→ SOURCE
───

$W$ is $\sigma$-invariant i.e., $\sigma(W) \subset W$ implies that $W$ has a basis consisting of elements of $\mathbb F_{q}^n.$

Question

Consider the field extension $\mathbb F_{q^m}$ over $\mathbb F_q$ and a $\mathbb F_{q^m}$ linear subspace $W \subset \mathbb F_{q^m}^n.$ Let $\sigma:\mathbb F_{q^m} \to \mathbb F_{q^m}$ be the Frobenious map given by $x \mapsto x^q.$ Also consider the action of $\sigma$ on $\mathbb F_{q^m}^n$ as $\sigma(a_1,\ldots,a_n)=(a_{1}^q,\ldots,a_{n}^q).$ Then I have to show the following thing:

$W$ is $\sigma$-invariant i.e., $\sigma(W) \subset W$ implies that $W$ has a basis consisting of elements of $\mathbb F_{q}^n.$

For any $(x_1,\ldots,x_n)\in \mathbb F_{q^m}^n,$ $Tr(x_1,\ldots,x_n)\in \mathbb F_{q}^n$. But we can't show that any basis of $W$ can be lift via the Trace map to a basis of $W$ in $\mathbb F_q^n,$ since Trace is surjective only, it is not injective. I need some idea to prove this. Many thanks.

Answer 1

The following trick works.

───

→ SUPPLIED DATA
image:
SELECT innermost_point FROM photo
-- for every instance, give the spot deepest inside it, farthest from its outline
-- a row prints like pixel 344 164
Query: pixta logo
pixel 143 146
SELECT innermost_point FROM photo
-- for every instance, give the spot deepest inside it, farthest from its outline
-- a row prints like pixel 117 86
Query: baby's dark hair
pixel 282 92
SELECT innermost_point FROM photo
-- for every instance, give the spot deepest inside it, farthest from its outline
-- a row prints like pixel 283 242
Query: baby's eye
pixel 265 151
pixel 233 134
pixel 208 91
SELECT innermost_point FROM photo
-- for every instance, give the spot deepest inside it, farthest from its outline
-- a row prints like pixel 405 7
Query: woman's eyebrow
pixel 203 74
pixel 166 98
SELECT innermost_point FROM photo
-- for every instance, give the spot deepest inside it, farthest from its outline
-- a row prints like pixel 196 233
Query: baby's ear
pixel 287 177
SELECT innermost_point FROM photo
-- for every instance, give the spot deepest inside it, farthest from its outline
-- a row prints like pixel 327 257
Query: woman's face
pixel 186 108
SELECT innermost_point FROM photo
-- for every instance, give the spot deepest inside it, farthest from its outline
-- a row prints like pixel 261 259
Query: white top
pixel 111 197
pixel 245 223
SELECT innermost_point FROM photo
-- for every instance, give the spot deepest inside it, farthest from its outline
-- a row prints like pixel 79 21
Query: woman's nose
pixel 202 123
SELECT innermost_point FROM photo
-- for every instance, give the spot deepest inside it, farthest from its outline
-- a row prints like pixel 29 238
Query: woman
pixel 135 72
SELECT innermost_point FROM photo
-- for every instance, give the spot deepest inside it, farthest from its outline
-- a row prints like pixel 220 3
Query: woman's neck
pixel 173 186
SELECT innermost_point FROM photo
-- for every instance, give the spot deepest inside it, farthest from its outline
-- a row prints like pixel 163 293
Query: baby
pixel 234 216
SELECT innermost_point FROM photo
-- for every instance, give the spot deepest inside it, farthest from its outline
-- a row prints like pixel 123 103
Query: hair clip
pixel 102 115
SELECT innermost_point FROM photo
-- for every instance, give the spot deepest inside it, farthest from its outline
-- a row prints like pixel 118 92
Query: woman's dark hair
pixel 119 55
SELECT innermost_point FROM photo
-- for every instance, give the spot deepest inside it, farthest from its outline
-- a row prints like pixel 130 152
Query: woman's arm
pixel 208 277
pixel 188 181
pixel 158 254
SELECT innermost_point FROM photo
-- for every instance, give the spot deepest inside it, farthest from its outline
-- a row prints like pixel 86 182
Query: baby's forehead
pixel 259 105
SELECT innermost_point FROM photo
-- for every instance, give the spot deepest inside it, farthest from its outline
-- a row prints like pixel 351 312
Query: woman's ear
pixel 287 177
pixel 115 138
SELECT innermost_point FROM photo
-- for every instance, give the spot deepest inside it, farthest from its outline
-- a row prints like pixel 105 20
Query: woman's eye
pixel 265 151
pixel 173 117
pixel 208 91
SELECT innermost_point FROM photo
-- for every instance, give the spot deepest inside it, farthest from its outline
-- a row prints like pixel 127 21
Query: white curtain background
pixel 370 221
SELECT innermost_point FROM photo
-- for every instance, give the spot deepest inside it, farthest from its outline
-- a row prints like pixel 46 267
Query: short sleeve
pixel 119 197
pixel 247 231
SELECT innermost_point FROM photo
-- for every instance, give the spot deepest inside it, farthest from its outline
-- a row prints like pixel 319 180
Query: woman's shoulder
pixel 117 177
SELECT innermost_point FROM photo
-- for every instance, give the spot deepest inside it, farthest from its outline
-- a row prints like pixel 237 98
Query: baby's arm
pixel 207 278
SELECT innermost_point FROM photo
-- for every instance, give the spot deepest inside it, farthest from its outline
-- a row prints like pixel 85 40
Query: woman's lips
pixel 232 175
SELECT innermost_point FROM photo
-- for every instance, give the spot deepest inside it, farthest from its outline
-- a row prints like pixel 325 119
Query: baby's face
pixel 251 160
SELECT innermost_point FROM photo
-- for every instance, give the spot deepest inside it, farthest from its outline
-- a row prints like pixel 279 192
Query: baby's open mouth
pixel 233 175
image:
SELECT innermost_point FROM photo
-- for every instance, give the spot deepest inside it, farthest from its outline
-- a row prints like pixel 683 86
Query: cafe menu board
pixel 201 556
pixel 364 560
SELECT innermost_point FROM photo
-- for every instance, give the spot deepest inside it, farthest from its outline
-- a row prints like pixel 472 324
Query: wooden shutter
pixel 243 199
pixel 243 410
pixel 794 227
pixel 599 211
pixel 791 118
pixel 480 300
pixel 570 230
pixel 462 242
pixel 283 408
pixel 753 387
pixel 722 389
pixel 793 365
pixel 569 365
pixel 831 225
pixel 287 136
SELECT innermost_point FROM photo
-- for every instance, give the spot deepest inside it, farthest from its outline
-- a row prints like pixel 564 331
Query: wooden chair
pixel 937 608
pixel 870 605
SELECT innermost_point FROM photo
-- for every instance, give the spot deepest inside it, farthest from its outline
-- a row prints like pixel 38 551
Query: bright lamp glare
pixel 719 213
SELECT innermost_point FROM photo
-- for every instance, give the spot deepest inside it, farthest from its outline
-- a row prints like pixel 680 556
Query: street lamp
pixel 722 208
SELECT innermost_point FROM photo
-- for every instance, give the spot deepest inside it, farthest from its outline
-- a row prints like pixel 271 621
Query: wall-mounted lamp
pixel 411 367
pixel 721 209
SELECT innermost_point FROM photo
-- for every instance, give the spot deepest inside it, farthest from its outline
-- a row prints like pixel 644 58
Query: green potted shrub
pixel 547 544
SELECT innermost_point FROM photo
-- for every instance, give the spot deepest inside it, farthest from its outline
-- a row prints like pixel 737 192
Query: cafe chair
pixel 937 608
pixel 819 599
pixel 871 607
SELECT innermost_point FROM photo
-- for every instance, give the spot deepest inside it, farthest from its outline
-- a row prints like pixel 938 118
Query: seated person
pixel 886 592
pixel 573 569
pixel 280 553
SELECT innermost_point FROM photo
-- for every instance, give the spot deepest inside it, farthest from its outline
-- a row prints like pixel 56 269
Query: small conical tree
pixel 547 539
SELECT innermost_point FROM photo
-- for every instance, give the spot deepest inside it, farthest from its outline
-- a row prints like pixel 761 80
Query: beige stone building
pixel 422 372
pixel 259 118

───

→ PROBLEMS TO SOLVE
#1 List every field and vector space that appears in the question part of the Frobenius thread.
#2 In the Frobenius thread, what does the map $\sigma$ send an element $x$ of $\mathbb F_{q^m}$ to?
#3 Carry on the Frobenius thread from its final sentence by writing out the rest of Answer 1.

→ RESPONSE LIST
#1 $\mathbb F_q$, $\mathbb F_{q^m}$, $\mathbb F_{q^m}^n$, $\mathbb F_q^n$, $W$

#2 It sends $x$ to $x^q$.

#3
Assume that $\dim_{\Bbb{F}_{q^m}}W=k\le n$. Let $\mathcal{B}=\{w_1,w_2,\ldots,w_k\}$ be a basis of $W$ as a vector space over $\Bbb{F}_{q^n}$. Consider the $k\times n$ matrix $M$ with rows $w_1,w_2,\ldots,w_k$. Because elementary row operations on $M$ simply replace the basis $\mathcal{B}$ with another one, we can, without loss of generality, assume that $M$ is in a reduced row echelon form.

I claim that the rows of $M$ have entries in $\Bbb{F}_q$.

The proof is easy. Assume that the initial $1$ on row number $i$ of $M$ (aka the pivot) is on column $j_i$. So the $i$th row $w_i$ of $M$ has a $1$ at position $j_i$, and a zero at all the other pivot positions $j_1<j_2<\ldots<j_{i-1}<j_{i+1}<\ldots<j_k$. The key is that $w_i$ is the only vector in $W$ with these specific coordinates at the pivot positions. This is because those component give the coordinates of any vector of $W$ w.r.t. the basis $\mathcal{B}$.

Guess what, $\sigma(w_i)$ is also such a vector! Implying that we must have $\sigma(w_i)=w_i$! But it is well known that $\sigma(w)=w$ is equivalent to all the components of $w$ being in $\Bbb{F}_q$. QED.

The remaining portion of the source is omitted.